Boundary labeling items

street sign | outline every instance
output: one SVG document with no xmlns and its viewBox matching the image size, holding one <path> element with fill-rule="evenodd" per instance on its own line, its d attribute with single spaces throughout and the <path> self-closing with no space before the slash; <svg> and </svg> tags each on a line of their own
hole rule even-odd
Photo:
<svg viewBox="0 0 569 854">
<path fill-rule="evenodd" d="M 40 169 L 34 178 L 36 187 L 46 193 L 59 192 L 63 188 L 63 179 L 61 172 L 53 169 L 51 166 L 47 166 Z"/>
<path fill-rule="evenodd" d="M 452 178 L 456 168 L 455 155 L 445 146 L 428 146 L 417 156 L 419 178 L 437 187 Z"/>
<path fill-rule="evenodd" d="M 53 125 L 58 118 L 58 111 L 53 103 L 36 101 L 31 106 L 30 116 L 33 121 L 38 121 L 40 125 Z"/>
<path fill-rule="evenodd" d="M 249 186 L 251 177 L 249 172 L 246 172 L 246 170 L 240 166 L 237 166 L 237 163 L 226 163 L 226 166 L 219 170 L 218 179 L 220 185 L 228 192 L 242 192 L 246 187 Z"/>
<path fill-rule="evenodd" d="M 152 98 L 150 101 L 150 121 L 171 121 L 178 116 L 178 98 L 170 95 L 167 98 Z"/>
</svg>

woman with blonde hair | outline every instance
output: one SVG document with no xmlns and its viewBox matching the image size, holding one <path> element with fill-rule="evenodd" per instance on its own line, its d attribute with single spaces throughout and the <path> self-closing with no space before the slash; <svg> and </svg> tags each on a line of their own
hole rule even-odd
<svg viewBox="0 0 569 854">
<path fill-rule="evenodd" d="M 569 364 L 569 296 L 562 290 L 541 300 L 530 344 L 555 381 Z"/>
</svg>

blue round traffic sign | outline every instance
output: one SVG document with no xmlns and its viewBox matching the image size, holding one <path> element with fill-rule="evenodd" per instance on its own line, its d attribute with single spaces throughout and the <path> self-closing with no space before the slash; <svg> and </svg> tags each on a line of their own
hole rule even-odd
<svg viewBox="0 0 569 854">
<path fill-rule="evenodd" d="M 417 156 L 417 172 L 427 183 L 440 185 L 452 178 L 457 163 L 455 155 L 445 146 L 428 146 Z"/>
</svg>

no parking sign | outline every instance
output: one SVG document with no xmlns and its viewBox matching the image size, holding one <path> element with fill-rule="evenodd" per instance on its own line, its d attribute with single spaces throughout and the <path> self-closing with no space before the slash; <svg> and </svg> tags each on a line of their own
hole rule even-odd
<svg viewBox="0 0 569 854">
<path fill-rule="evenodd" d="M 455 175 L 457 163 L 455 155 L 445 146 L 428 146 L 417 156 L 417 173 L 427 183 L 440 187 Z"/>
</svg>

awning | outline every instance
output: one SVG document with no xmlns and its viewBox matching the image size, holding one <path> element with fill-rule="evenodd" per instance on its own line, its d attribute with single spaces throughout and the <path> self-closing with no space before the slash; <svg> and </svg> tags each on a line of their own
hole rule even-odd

INSTRUCTIONS FOR THE TASK
Quote the material exactly, leaving nothing out.

SOLUTION TO THIS PROBLEM
street sign | outline every instance
output: one SVG document with no xmlns and its viewBox matching the image size, holding one <path> element with fill-rule="evenodd" per instance on its own line, its d attribute with single spaces throughout and the <path> self-closing with no space before the slash; <svg> and </svg> tags each on a line of their own
hole rule even-odd
Photo:
<svg viewBox="0 0 569 854">
<path fill-rule="evenodd" d="M 40 169 L 34 178 L 36 187 L 46 193 L 59 192 L 63 188 L 63 179 L 61 172 L 53 169 L 51 166 L 47 166 Z"/>
<path fill-rule="evenodd" d="M 452 178 L 456 168 L 455 155 L 445 146 L 428 146 L 417 156 L 419 178 L 437 187 Z"/>
<path fill-rule="evenodd" d="M 53 125 L 58 118 L 58 111 L 53 103 L 36 101 L 31 106 L 30 116 L 33 121 L 38 121 L 40 125 Z"/>
<path fill-rule="evenodd" d="M 249 186 L 251 177 L 249 172 L 246 172 L 246 170 L 240 166 L 237 166 L 237 163 L 226 163 L 226 166 L 219 170 L 218 179 L 220 185 L 228 192 L 242 192 L 246 187 Z"/>
<path fill-rule="evenodd" d="M 152 98 L 150 101 L 150 121 L 171 121 L 178 116 L 178 98 L 170 95 L 167 98 Z"/>
</svg>

woman with blonde hair | outline every instance
output: one SVG document with no xmlns and its viewBox matching the image size, holding one <path> element with fill-rule="evenodd" per instance on its own line, its d attribute with single spaces throughout and the <path> self-closing with no space before the slash; <svg> and </svg> tags each on a line of their own
hole rule even-odd
<svg viewBox="0 0 569 854">
<path fill-rule="evenodd" d="M 569 364 L 569 296 L 562 290 L 541 300 L 530 344 L 555 381 Z"/>
</svg>

blue round traffic sign | outline every instance
output: one SVG document with no xmlns and its viewBox matching the image size, holding one <path> element with fill-rule="evenodd" per instance on its own line, its d attribute with single spaces throughout and the <path> self-closing with no space before the slash; <svg> and </svg> tags each on a line of their own
hole rule even-odd
<svg viewBox="0 0 569 854">
<path fill-rule="evenodd" d="M 417 156 L 417 172 L 427 183 L 440 185 L 452 178 L 457 163 L 455 155 L 445 146 L 428 146 Z"/>
</svg>

no parking sign | outline every instance
output: one SVG document with no xmlns and its viewBox matching the image size, holding one <path> element with fill-rule="evenodd" per instance on its own line, its d attribute with single spaces throughout and the <path> self-closing with no space before the slash; <svg> and </svg> tags each on a line of their own
hole rule even-odd
<svg viewBox="0 0 569 854">
<path fill-rule="evenodd" d="M 455 175 L 457 163 L 455 155 L 445 146 L 428 146 L 417 156 L 417 173 L 427 183 L 440 187 Z"/>
</svg>

awning | outline every instance
output: one SVG document with no xmlns and its viewBox matching the image size, holding one <path> element with fill-rule="evenodd" per instance on its own line, its d attribute with single spaces throughout and the <path> self-closing with no space before the slash; <svg> and </svg> tags each on a line of their own
hole rule even-odd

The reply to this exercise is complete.